■ **What the task asks**
Copy the email from "Date: Mon, 30" to "by network stack.", inclusive, and replace "delay" with "defer".

■ **Excerpt to read**
Date: Mon, 30 Jan 2012 20:06:53 +0200
From: "Michael S. Tsirkin" <mst@redhat.com>
To: Ian Campbell <Ian.Campbell@citrix.com>
Cc: "netdev@vger.kernel.org" <netdev@vger.kernel.org>,
        "David S. Miller" <davem@davemloft.net>, Neil Brown <neilb@suse.de>,
        "J. Bruce Fields" <bfields@fieldses.org>,
        "linux-nfs@vger.kernel.org" <linux-nfs@vger.kernel.org>
Subject: Re: [PATCH v3 6/6] sunrpc: use SKB fragment destructors to delay
 completion until page is released by network stack.
Message-ID: <20120130180652.GC9345@redhat.com>
References: <1327494389.24561.316.camel@zakaz.uk.xensource.com>
 <1327494434-21566-6-git-send-email-ian.campbell@citrix.com>
 <20120126131136.GA16400@redhat.com>
 <1327938713.26983.248.camel@zakaz.uk.xensource.com>
 <20120130162306.GB9345@redhat.com>
 <1327941813.26983.270.camel@zakaz.uk.xensource.com>
MIME-Version: 1.0
Content-Type: text/plain; charset=us-ascii
In-Reply-To: <1327941813.26983.270.camel@zakaz.uk.xensource.com>
Sender: linux-nfs-owner@vger.kernel.org

On Mon, Jan 30, 2012 at 04:43:33PM +0000, Ian Campbell wrote:
> On Mon, 2012-01-30 at 16:23 +0000, Michael S. Tsirkin wrote:
> > On Mon, Jan 30, 2012 at 03:51:53PM +0000, Ian Campbell wrote:
> > > On Thu, 2012-01-26 at 13:11 +0000, Michael S. Tsirkin wrote:
> > > > On Wed, Jan 25, 2012 at 12:27:14PM +0000, Ian Campbell wrote:
> > > > > This prevents an issue where an ACK is delayed, a retransmit is queued (either
> > > > > at the RPC or TCP level) and the ACK arrives before the retransmission hits the
> > > > > wire. If this happens to an NFS WRITE RPC then the write() system call
> > > > > completes and the userspace process can continue, potentially modifying data
> > > > > referenced by the retransmission before the retransmission occurs.

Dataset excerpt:
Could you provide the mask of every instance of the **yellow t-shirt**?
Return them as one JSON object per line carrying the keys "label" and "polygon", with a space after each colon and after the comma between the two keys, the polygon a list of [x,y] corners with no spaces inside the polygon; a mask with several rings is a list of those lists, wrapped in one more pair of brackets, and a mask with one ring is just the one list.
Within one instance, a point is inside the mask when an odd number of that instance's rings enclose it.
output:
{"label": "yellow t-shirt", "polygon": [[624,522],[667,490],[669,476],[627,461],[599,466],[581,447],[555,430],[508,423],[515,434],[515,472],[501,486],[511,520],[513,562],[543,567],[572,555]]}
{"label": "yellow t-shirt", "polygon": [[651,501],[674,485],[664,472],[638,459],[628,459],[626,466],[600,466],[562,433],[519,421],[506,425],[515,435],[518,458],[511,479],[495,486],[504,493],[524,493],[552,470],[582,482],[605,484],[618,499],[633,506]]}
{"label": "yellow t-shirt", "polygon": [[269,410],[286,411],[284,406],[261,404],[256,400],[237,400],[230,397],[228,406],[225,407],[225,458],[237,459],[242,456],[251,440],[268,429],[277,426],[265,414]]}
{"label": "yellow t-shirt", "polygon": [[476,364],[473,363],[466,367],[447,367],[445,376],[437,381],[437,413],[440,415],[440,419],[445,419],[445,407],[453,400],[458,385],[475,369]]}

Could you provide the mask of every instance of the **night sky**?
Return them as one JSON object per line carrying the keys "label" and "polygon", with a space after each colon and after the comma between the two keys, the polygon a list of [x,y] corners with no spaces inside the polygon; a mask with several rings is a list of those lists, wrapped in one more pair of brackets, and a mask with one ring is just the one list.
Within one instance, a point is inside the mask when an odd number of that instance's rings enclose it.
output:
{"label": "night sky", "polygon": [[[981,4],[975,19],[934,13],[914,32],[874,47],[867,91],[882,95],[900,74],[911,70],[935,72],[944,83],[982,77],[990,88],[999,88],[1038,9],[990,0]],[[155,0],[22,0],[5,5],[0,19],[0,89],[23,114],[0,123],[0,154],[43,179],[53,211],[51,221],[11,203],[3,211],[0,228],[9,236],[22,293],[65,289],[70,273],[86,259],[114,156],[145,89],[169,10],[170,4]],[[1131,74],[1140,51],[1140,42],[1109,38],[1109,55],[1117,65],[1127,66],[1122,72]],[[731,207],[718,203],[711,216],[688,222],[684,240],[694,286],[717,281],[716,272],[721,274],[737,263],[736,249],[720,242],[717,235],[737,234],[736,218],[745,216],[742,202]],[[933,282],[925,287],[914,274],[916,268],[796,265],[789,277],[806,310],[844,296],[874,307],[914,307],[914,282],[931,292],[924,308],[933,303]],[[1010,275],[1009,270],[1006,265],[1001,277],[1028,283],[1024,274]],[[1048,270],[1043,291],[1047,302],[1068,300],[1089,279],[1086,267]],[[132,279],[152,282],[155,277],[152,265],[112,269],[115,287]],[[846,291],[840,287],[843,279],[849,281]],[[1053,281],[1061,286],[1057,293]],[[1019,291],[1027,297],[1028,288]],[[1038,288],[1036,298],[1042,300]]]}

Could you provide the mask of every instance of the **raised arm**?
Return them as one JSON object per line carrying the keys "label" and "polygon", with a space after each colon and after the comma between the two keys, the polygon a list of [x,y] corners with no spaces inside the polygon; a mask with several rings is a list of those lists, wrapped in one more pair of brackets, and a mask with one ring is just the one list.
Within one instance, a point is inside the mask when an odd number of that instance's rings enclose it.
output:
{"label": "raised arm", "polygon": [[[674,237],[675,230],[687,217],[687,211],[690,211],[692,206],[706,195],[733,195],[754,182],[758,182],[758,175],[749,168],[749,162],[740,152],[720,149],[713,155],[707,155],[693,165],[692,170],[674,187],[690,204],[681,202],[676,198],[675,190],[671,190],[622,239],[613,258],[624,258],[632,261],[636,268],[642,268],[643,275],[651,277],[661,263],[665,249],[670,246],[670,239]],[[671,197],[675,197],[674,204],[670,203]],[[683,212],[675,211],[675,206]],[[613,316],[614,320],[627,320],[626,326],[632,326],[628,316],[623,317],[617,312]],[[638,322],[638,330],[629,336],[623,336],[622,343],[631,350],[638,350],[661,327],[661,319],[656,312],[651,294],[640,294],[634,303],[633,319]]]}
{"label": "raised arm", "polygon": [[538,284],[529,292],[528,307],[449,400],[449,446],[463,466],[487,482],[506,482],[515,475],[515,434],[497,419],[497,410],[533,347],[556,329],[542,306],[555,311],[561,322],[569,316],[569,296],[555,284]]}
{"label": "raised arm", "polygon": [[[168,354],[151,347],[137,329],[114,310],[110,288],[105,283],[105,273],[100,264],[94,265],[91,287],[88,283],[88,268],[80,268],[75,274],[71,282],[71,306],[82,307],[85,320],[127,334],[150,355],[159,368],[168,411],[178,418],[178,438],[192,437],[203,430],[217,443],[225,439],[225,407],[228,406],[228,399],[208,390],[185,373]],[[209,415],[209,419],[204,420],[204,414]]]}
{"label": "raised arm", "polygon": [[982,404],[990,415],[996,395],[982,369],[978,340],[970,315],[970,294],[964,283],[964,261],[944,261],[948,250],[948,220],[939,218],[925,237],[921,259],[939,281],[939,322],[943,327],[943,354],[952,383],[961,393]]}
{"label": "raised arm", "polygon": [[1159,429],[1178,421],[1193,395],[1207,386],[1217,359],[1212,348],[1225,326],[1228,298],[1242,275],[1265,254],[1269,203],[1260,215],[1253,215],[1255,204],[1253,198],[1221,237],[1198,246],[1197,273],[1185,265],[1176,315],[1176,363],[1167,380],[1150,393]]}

■ **Response below**
Date: Mon, 30 Jan 2012 20:06:53 +0200
From: "Michael S. Tsirkin" <mst@redhat.com>
To: Ian Campbell <Ian.Campbell@citrix.com>
Cc: "netdev@vger.kernel.org" <netdev@vger.kernel.org>,
        "David S. Miller" <davem@davemloft.net>, Neil Brown <neilb@suse.de>,
        "J. Bruce Fields" <bfields@fieldses.org>,
        "linux-nfs@vger.kernel.org" <linux-nfs@vger.kernel.org>
Subject: Re: [PATCH v3 6/6] sunrpc: use SKB fragment destructors to defer
 completion until page is released by network stack.